* Task A *
In the forum thread about being stereotyped as Asian, what question to a very tall person does mcmuffinme compare such remarks to?
* Task B *
Extend the forum thread about being stereotyped as Asian, picking up right after its final sentence.

* Text provided *
- - -

# People just think that I'm some crazy Asian guy



## I Lurk Life (Oct 9, 2013)

Ok so, I look kind of nerdy, wear glasses, do well in my classes, and people usually come to me for help. I usually just try to take things easy and be sociable but then a lot of the time when I talk to people, it literally just goes like this:

Person A: I was going to say something, but I don't want to sound racist. *says it anyway* I was just going to say that you're so Asian, haha.

*Person B chimes in*
Person B: Yeah, like there are even fliers [on campus] that are like, "Are you Asian and not a straight A student? Let us help you!"

*cue other joking, teasing, and laughing from the other people that I'm helping*

This has happened to me a bunch of times with a lot of people. I usually laugh and don't say anything, but in my mind I'm like, "You jelly of my ping pong skills? Got rice, cuz?" But seriously, it's irritating to be made into a character and have everything I do and everything that I'm about attached to some stereotype or concept. It's not even about first impressions because people don't even second guess your character and personality and just expect the things coming out of your mouth to be a certain way. A lot of times I catch people not really listening to what I say and just nodding because they don't take me seriously.

Lol is there anything I can do about this?


----------



## mcmuffinme (Mar 12, 2010)

I'm sorry people are clueless. Some people just have no sense of basic manners. Making such a big deal about your incidental racial status is like asking a very tall person "How's the weather up there?" It's just rude and incredibly stupid. 

I'm sorry people reduce you to one aspect about yourself. I promise non-asians aren't all this thoughtless. I generally like Asians because their culture emphasizes humility, and I wish more Americans could adopt that mentality.


----------



## I Lurk Life (Oct 9, 2013)

mcmuffinme said:


> I'm sorry people are clueless. Some people just have no sense of basic manners. Making such a big deal about your incidental racial status is like asking a very tall person "How's the weather up there?" It's just rude and incredibly stupid.
> 
> I'm sorry people reduce you to one aspect about yourself. I promise non-asians aren't all this thoughtless. I generally like Asians because their culture emphasizes humility, and I wish more Americans could adopt that mentality.


Mm, well I can kind of see both sides of the fence, in terms of why race doesn't matter and also why it does matter.

I grew up in the land of the free playing with a Black girl and a White girl who lived in the same house. I didn't think anything of it because the concept of 'race' didn't even exist in my mind. I haven't only talked to Asian people lol. I've seen plenty of people who didn't live up to their stereotype, positive or negative. I know some people of Chicano descent who can't speak Spanish at all, except for profanity. I've gotten to know a bunch of ghetto Asians lol. So there's a part of me that just wonders why everyone can't just be an individual. There's just this feeling of like, "Hey, don't be strangers."

- - -

* Items *
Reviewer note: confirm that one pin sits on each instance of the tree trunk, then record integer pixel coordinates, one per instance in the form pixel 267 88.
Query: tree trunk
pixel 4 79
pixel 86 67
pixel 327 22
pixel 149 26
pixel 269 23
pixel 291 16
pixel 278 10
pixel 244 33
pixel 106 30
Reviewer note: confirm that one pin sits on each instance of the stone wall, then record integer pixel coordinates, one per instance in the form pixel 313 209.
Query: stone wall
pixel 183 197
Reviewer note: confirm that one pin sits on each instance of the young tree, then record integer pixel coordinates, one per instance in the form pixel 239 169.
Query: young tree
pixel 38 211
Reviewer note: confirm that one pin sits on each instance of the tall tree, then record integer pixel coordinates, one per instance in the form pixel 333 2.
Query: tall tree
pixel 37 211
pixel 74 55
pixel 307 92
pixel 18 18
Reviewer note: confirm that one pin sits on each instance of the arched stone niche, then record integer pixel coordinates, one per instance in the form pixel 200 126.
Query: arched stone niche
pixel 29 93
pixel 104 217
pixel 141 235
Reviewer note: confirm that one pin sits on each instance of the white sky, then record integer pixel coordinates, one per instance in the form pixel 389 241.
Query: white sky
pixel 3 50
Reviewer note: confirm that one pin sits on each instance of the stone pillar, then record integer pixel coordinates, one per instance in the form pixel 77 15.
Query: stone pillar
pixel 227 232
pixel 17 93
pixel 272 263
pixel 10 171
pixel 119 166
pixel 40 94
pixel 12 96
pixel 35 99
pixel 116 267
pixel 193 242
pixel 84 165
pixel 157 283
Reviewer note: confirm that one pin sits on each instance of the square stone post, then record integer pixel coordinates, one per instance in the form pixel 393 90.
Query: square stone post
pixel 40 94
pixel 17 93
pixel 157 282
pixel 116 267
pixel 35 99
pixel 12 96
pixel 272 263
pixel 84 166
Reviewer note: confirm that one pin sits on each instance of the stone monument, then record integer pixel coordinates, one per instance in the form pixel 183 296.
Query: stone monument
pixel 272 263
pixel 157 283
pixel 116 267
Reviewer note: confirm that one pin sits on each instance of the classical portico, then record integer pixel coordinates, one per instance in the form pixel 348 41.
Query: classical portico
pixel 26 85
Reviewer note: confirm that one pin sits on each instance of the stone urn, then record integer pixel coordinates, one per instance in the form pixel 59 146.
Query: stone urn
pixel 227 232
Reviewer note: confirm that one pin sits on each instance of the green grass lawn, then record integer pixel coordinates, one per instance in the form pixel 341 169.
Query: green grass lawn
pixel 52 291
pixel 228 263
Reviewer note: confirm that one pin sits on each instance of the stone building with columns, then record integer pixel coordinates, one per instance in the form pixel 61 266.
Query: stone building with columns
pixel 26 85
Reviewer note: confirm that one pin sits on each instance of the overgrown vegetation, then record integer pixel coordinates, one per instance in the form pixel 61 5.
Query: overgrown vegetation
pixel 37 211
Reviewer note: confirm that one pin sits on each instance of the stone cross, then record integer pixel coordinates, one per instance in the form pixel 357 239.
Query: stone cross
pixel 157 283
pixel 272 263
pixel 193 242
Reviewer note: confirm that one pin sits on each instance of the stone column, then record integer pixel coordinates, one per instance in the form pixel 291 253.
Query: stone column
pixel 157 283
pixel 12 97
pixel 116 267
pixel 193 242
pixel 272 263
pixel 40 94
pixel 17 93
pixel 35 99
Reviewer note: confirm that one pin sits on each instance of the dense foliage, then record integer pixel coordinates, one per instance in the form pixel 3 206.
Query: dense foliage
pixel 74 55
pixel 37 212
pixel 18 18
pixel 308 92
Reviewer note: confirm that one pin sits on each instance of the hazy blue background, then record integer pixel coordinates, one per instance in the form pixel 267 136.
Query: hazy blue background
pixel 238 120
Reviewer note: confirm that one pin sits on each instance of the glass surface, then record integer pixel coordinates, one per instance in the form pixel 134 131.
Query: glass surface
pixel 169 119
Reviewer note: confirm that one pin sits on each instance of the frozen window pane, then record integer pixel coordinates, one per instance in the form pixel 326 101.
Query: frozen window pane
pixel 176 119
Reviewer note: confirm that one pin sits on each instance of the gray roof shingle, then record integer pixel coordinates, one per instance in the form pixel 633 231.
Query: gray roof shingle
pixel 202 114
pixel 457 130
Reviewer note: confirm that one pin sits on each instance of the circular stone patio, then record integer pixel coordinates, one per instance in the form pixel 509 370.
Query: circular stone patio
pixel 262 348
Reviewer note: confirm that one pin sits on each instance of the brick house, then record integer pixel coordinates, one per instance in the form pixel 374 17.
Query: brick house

- - -

* Response A *
"How's the weather up there?"

* Response B *
At the same time, though, racial profiling and categorizing isn't something we do just for the hell of it. A lot of people: grow up together, share the same beliefs, share the same culture and customs, etc. A lot of people identify with a race or culture and are proud of their identities. If you look anywhere, you'll see people who can relate to each other hanging out (i.e. skaters, athletes, gamers, etc.). It's easier to talk to someone who speaks your language, literally and figuratively. So in a way, racial/stereotypical identity is kind of natural.

So I'm just in an awkward position lol. I don't do any karate or kung fu, but at the same time, everyone's got to fit in somewhere. My problem is just that I don't fit in anywhere lol. It's always awkward to see Rush Hour happening in real life, because a lot of times people need a sense of unity to become understanding and to become good friends. Or heck, even feeling empathy.

i.e. In a class that I took, a Black single mother was being candid and open about her situation and I felt she made some really smart, good points. But the clique of "cool kids" just had her reduced to being "ghetto" and didn't listen to what she said at all. They even went up to her and just randomly said stuff like, "Doing your thang?", "I feel you, gurl", etc. and I'd hear them talking crap in their circle.

:/


----------



## nightwalker (Nov 20, 2008)

just curious, where are you from? I'm asian but never experienced this before.


----------



## I Lurk Life (Oct 9, 2013)

Well, I live in SoCal and some of the stuff I see at my community college is just ridiculous (i.e. some people calling every Black person "ghetto", people saying "I don't trust White people", etc.). It's like people are taking Youtube fights and "Sh*t ___ People Say/Do" videos way too seriously.

We just need to stop putting each other in boxes.


----------



## XxVampireLov3rXx (Sep 8, 2013)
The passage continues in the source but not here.